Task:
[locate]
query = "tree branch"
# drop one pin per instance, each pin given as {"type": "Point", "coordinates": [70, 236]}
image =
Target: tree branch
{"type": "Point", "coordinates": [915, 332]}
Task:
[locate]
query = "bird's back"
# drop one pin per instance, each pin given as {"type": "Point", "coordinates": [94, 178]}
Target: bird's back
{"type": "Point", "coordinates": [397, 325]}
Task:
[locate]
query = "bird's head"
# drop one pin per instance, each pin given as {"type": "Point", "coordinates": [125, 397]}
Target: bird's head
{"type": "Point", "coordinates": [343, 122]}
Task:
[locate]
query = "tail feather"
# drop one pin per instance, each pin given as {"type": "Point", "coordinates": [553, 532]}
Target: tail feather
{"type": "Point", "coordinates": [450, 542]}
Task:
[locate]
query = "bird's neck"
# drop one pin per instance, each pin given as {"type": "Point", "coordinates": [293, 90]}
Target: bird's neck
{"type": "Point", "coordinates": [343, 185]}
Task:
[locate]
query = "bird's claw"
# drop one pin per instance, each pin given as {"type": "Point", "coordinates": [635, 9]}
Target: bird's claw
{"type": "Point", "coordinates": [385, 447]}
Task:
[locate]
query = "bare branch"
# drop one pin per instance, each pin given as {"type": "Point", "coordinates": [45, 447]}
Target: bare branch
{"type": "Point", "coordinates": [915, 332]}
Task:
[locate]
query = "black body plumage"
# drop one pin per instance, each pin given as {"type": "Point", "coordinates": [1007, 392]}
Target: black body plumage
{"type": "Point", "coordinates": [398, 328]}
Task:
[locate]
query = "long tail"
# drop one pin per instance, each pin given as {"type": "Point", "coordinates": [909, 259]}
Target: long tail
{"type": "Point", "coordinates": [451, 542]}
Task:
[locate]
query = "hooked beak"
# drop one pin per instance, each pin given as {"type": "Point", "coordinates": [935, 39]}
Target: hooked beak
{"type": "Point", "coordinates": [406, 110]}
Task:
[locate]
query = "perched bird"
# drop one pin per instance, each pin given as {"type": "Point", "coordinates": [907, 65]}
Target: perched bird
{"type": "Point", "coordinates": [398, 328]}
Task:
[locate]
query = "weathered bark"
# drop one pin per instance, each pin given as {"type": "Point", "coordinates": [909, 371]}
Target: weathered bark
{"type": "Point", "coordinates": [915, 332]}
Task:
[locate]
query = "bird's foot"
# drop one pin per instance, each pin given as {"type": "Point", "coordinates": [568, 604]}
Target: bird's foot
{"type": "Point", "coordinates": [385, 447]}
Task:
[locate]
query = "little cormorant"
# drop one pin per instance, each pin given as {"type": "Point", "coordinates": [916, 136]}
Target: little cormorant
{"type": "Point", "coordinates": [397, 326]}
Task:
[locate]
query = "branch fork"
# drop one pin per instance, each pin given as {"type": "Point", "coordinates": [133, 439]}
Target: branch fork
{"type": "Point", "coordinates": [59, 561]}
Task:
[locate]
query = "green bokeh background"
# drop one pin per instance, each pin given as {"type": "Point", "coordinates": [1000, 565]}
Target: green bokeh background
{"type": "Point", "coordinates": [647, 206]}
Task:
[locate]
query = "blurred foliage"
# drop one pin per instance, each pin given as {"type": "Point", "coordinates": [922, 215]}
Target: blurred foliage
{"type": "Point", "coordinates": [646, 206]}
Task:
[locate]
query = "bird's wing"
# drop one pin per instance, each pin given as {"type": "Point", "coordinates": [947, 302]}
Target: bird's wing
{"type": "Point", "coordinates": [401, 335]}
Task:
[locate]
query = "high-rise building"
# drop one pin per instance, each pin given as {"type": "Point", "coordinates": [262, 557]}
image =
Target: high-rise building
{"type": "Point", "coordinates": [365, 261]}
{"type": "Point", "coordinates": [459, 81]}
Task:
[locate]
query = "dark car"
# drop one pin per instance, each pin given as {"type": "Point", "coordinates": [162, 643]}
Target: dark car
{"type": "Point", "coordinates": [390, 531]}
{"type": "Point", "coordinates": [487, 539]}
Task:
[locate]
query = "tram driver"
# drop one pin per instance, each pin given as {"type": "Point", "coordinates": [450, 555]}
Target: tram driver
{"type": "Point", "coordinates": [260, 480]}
----------------------------------------
Each entry shown above must be retyped word for word.

_Response for this exercise_.
Task:
[locate]
query = "tree branch"
# drop one pin per instance, each pin given as {"type": "Point", "coordinates": [70, 236]}
image =
Target: tree branch
{"type": "Point", "coordinates": [915, 332]}
Task:
[locate]
query = "bird's back"
# drop one pin per instance, each pin given as {"type": "Point", "coordinates": [94, 178]}
Target: bird's back
{"type": "Point", "coordinates": [397, 325]}
Task:
[locate]
query = "bird's head"
# drop one pin per instance, each pin given as {"type": "Point", "coordinates": [125, 397]}
Target: bird's head
{"type": "Point", "coordinates": [343, 122]}
Task:
[locate]
query = "tail feather"
# drop one pin per instance, each pin given as {"type": "Point", "coordinates": [553, 532]}
Target: tail feather
{"type": "Point", "coordinates": [450, 542]}
Task:
[locate]
query = "bird's neck"
# drop one pin per instance, each pin given as {"type": "Point", "coordinates": [293, 90]}
Target: bird's neck
{"type": "Point", "coordinates": [343, 185]}
Task:
[locate]
query = "bird's claw"
# drop one pin per instance, each pin given as {"type": "Point", "coordinates": [635, 9]}
Target: bird's claw
{"type": "Point", "coordinates": [385, 447]}
Task:
[locate]
query = "bare branch"
# drop one pin per instance, each pin given as {"type": "Point", "coordinates": [45, 447]}
Target: bare branch
{"type": "Point", "coordinates": [915, 332]}
Task:
[locate]
query = "black body plumage"
# drop one pin per instance, each pin given as {"type": "Point", "coordinates": [1007, 392]}
Target: black body plumage
{"type": "Point", "coordinates": [398, 328]}
Task:
[locate]
query = "long tail"
# drop one pin per instance, each pin given as {"type": "Point", "coordinates": [909, 259]}
Target: long tail
{"type": "Point", "coordinates": [451, 542]}
Task:
[locate]
query = "hooked beak"
# drop one pin per instance, each pin given as {"type": "Point", "coordinates": [935, 39]}
Target: hooked beak
{"type": "Point", "coordinates": [406, 110]}
Task:
[locate]
query = "perched bird"
# drop one pin per instance, each pin given as {"type": "Point", "coordinates": [907, 65]}
Target: perched bird
{"type": "Point", "coordinates": [398, 328]}
Task:
[locate]
query = "weathered bark"
# drop one pin per instance, each pin given as {"type": "Point", "coordinates": [909, 371]}
Target: weathered bark
{"type": "Point", "coordinates": [915, 332]}
Task:
[locate]
query = "bird's foot"
# drop one pin per instance, each pin given as {"type": "Point", "coordinates": [568, 604]}
Target: bird's foot
{"type": "Point", "coordinates": [385, 447]}
Task:
[locate]
query = "little cormorant"
# drop one pin per instance, each pin given as {"type": "Point", "coordinates": [916, 136]}
Target: little cormorant
{"type": "Point", "coordinates": [397, 326]}
Task:
[locate]
query = "branch fork"
# drop one pin per instance, each pin given as {"type": "Point", "coordinates": [133, 439]}
Target: branch fork
{"type": "Point", "coordinates": [59, 561]}
Task:
[locate]
query = "green bokeh background"
# drop one pin per instance, each pin given as {"type": "Point", "coordinates": [1000, 565]}
Target: green bokeh background
{"type": "Point", "coordinates": [647, 206]}
Task:
[locate]
query = "blurred foliage"
# drop one pin per instance, each pin given as {"type": "Point", "coordinates": [922, 215]}
Target: blurred foliage
{"type": "Point", "coordinates": [646, 206]}
Task:
[locate]
query = "bird's wing"
# drop one pin per instance, each pin given as {"type": "Point", "coordinates": [947, 302]}
Target: bird's wing
{"type": "Point", "coordinates": [401, 335]}
Task:
[locate]
query = "high-rise building"
# drop one pin per instance, each pin given as {"type": "Point", "coordinates": [262, 557]}
image =
Target: high-rise building
{"type": "Point", "coordinates": [365, 261]}
{"type": "Point", "coordinates": [459, 81]}
Task:
[locate]
query = "dark car"
# drop one pin per instance, each pin given as {"type": "Point", "coordinates": [162, 643]}
Target: dark car
{"type": "Point", "coordinates": [390, 531]}
{"type": "Point", "coordinates": [487, 539]}
Task:
[locate]
query = "tram driver"
# drop one pin per instance, each pin given as {"type": "Point", "coordinates": [450, 555]}
Target: tram driver
{"type": "Point", "coordinates": [260, 480]}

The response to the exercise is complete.